**Written request a**. Identify every line in the records below that contains the word "license", and copy each such line.

2 - Welcome changing requirements, even late in development. Agile processes harness change for the customer’s competitive advantage.
In a dissertation, this is a very important difference from enterprise projects. In enterprise projects, we should welcome changing requirements because the client pays for the software, and the software is designed for the client. However, most of the dissertations are individual work, and most of the requirements are defined by the student. Although the vision, scope and main goal can be defined by the supervisor, the main requirements are usually defined by the student; besides, a big advantage of the Agile processes does not happen for the dissertation. In an Agile environment, there are regular meetings between the development team and the client. In a dissertation, the client is the jury, so the meetings will be only with the supervisor. Besides, every time that the supervisor asks to change something, it can change your timings for the dissertation deliveries and presentation. So be careful with changes. If you change the requirements of your dissertation, go ahead and apply that to your work. However, if new requirements are added by the supervisor, think carefully if they make sense, and feel free to discuss with him/her his validity.
With one month left for the delivery of the dissertation, however, I would advise you not to make major changes in requirements, because your delivery can be at risk. Before that, feel free to test and try new things, and add them to your work if they are useful.
3 - Deliver working software frequently, from a couple of weeks to a couple of months, with a preference to the shorter timescale.
This principle can be adapted from “working software” to “readable pieces of your dissertation”. Yes, the dissertation should be made incrementally, and although sometimes it can be hard to write consistent texts without having all the research and implementation done, leaving all the writing to the end it is usually not a good choice, because when writing you will think about new possibilities that can enhance or change your work. You can even detect flaws that you left unnoticed when implementing your work.
Because of that, you should write everything that you do. Even if later on that part can be deleted because it is out of scope, or it is not used - it doesn’t matter. If you are working for your dissertation, everything that you do is important and needs to be in the document. With that, you will deliver “readable pieces of your dissertation” incrementally, and later on it will be much easier to rewrite (if needed) and organize your dissertation’ chapters based on the text that you already have.
But what is frequent? What should be the time interval to deliver work? Just like in Agile, it depends on your work, of yourself and your supervisor. However, I would argue that a meeting once a week with your supervisor to show him/her what you have done is a good time interval. It gives you time to show the work that you did that week and to discuss what to do in the next one. Two-week meetings are also a reasonable choice, but more than two weeks is too much. You can get lost, do something that is not in the scope of your work, or just don’t know what to do, and it will only be discussed in the next meeting. Prefer short weekly meetings to long monthly meetings.
4 - Business people and developers must work together daily throughout the project.
This principle is simple and logical: you and your supervisor must work together. Working together does not mean that your supervisor should start doing your dissertation - it just means that each one must do his job to reach the desired output. You must do your work and your supervisor must supervise you, advise you, guide you, help you when you need, give you the tools you need and stop you when you do anything wrong - not just give you the requirements and wait for what you will do.

**Exercise input**.
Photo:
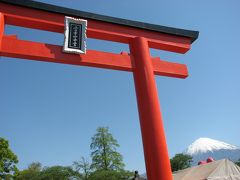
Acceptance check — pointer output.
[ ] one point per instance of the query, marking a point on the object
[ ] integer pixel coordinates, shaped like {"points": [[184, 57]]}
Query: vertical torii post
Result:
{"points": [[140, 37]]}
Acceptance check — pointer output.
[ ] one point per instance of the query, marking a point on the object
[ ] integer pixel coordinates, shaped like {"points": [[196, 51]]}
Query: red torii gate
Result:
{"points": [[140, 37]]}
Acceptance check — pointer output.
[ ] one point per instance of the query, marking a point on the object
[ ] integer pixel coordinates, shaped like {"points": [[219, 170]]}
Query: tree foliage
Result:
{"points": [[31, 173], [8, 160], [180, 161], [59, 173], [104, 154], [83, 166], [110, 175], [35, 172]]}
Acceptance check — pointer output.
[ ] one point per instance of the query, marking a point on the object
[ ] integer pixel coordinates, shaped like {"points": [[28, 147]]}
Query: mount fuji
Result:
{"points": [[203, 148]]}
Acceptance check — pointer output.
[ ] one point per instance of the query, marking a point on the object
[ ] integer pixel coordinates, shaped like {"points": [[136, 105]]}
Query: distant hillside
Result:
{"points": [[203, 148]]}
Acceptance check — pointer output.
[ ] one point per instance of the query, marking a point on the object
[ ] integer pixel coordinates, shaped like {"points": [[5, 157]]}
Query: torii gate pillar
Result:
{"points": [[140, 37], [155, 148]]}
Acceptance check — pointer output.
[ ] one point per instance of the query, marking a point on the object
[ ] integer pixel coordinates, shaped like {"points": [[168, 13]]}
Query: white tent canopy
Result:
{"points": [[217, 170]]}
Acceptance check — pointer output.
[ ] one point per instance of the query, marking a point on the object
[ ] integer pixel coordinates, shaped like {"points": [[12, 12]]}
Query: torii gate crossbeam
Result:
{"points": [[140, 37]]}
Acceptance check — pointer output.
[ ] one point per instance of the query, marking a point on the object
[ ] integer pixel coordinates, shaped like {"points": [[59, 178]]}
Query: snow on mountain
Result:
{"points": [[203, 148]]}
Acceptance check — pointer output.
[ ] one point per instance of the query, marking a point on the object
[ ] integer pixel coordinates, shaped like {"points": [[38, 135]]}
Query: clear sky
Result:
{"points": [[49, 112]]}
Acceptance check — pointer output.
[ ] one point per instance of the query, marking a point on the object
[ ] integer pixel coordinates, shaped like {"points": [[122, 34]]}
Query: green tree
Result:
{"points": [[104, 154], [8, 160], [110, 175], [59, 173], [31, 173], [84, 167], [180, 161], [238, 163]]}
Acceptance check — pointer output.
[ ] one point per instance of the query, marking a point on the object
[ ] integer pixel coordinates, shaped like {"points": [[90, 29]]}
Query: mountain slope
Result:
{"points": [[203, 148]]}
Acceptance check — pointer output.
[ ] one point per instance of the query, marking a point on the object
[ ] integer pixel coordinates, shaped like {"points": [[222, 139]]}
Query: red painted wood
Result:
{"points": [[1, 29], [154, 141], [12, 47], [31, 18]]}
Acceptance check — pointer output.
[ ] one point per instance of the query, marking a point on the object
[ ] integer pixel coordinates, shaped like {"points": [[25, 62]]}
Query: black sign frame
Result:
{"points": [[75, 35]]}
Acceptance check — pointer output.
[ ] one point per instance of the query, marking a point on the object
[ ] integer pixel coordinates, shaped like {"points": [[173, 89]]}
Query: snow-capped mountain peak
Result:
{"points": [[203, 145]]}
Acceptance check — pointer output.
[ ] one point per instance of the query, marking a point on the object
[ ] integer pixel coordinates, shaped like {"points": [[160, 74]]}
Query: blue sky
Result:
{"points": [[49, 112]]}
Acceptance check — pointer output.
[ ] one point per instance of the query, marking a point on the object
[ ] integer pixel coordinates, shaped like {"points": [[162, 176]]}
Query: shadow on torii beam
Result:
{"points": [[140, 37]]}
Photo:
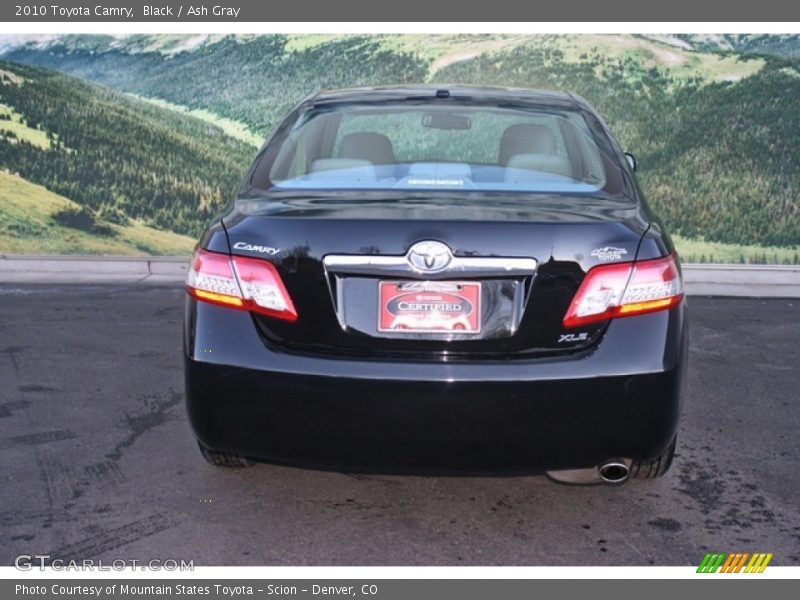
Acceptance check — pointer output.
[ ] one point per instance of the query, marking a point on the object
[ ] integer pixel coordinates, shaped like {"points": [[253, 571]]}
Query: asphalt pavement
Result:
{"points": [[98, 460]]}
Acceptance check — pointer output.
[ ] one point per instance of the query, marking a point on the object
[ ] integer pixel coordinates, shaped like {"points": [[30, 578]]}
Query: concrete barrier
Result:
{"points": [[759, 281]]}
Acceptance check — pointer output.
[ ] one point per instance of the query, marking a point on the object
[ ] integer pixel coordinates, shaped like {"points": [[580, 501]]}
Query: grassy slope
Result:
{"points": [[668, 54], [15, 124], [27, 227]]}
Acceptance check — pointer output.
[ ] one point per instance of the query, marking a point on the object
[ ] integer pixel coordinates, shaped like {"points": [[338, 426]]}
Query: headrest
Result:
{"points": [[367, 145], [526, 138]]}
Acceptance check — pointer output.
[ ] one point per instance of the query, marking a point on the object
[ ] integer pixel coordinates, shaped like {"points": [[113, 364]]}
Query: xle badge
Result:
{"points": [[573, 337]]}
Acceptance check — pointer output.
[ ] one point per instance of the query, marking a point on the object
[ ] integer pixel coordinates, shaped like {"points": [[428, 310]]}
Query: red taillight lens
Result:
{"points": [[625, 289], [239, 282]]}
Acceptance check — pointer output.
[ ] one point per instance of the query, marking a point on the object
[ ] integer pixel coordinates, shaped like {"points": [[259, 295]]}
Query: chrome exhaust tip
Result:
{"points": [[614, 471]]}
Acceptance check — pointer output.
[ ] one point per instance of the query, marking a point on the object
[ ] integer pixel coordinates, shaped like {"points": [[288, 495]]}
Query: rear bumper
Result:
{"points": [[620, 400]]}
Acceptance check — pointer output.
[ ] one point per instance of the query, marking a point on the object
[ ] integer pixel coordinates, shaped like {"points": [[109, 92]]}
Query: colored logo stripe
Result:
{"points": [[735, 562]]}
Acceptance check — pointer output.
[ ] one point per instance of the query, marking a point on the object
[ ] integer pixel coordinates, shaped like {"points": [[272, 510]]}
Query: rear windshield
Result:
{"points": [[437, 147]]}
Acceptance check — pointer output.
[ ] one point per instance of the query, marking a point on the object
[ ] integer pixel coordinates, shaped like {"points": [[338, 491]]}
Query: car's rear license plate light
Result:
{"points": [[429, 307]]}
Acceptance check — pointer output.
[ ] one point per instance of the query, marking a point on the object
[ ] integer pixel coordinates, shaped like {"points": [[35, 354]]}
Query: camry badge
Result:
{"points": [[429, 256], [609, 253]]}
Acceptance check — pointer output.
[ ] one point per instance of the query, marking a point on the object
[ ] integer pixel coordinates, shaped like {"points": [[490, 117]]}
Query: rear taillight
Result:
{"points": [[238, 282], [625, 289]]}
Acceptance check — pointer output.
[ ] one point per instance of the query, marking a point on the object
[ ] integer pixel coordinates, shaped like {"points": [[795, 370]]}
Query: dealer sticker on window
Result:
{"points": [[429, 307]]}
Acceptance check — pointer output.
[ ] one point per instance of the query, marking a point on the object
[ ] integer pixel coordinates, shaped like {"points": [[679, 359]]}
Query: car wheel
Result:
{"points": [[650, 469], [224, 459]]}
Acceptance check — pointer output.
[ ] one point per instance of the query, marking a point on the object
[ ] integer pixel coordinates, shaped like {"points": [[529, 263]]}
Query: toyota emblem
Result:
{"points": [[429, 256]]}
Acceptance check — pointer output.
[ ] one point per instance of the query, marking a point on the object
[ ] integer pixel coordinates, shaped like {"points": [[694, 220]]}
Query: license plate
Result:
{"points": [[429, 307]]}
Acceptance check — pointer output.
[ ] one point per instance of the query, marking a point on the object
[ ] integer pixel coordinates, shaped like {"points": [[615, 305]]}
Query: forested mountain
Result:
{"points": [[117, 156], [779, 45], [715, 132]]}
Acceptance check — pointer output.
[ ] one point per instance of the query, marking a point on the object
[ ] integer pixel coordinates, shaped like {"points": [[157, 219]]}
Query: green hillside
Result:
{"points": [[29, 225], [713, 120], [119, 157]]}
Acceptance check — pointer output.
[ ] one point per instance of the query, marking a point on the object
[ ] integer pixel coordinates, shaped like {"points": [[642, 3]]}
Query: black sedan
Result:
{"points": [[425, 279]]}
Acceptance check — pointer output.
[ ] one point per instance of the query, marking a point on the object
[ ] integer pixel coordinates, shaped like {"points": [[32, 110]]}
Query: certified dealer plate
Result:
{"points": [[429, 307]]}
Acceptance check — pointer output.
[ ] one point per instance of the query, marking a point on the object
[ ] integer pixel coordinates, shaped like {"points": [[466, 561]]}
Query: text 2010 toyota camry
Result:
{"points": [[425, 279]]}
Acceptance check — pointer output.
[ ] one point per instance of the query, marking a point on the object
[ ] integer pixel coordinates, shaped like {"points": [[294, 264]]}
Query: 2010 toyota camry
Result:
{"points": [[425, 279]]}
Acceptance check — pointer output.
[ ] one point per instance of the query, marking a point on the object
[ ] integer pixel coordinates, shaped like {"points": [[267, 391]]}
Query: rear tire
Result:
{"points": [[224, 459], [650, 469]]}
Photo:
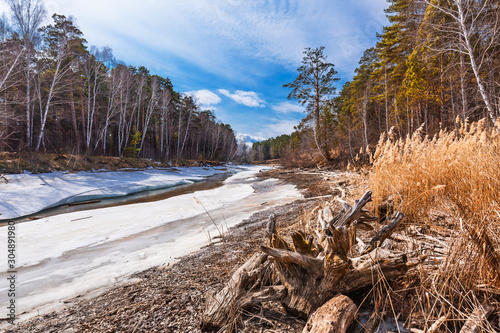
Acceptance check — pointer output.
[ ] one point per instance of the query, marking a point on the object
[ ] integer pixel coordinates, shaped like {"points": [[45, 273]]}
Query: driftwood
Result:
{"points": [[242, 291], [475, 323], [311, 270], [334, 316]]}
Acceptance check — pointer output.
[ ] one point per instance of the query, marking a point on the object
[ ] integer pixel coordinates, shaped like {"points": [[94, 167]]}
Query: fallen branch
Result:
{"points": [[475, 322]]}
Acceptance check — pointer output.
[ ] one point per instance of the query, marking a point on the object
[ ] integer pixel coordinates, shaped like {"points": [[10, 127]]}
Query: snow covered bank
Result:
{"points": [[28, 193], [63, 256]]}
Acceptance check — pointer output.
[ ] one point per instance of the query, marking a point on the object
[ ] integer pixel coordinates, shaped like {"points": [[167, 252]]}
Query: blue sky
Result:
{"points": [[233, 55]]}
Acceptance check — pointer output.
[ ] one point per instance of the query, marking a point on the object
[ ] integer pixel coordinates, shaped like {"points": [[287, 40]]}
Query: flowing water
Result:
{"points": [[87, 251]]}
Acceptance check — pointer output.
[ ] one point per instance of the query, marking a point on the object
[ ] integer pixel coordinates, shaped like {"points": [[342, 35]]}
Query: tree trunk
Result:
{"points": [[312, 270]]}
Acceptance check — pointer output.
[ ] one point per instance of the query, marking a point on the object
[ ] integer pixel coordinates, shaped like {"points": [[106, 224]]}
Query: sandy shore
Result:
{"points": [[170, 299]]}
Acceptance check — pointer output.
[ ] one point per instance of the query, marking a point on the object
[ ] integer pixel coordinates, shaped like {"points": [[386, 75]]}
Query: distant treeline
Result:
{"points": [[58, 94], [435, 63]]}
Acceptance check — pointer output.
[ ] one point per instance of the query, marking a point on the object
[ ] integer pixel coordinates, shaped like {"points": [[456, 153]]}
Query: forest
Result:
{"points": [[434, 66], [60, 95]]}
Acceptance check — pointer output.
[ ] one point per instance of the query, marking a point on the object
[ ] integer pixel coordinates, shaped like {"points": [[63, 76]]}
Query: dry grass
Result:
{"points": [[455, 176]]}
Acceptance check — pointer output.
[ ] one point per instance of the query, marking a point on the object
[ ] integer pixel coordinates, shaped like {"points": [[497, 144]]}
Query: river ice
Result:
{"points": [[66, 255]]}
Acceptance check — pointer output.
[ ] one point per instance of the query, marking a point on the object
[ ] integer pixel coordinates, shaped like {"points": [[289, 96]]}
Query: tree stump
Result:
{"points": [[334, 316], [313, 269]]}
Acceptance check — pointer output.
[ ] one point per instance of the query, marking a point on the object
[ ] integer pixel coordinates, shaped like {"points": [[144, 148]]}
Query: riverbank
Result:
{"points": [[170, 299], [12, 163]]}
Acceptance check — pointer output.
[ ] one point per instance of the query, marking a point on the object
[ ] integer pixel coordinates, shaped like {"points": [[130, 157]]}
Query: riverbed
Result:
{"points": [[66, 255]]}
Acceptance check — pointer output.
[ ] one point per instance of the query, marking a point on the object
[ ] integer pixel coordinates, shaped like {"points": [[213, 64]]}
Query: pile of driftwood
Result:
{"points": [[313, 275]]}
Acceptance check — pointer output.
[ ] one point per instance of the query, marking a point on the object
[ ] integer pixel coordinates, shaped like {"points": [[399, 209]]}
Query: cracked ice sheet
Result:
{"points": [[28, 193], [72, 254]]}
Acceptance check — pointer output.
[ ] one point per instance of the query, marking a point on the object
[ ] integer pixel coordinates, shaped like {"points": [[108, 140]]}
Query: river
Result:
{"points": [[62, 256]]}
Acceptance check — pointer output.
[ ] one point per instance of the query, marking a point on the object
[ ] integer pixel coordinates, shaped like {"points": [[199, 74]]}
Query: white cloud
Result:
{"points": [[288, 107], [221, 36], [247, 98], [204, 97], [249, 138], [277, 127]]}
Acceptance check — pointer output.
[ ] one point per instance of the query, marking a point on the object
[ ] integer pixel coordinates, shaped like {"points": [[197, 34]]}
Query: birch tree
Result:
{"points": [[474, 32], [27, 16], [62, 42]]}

**Written request b**. From the text above on Agile principles for a dissertation, reproduce word for word the passage that begins at the words "With one month" and ends after "they are useful.".

**Task output a**.
Query: car's rear license plate light
Query: license plate

**Task output b**.
With one month left for the delivery of the dissertation, however, I would advise you not to make major changes in requirements, because your delivery can be at risk. Before that, feel free to test and try new things, and add them to your work if they are useful.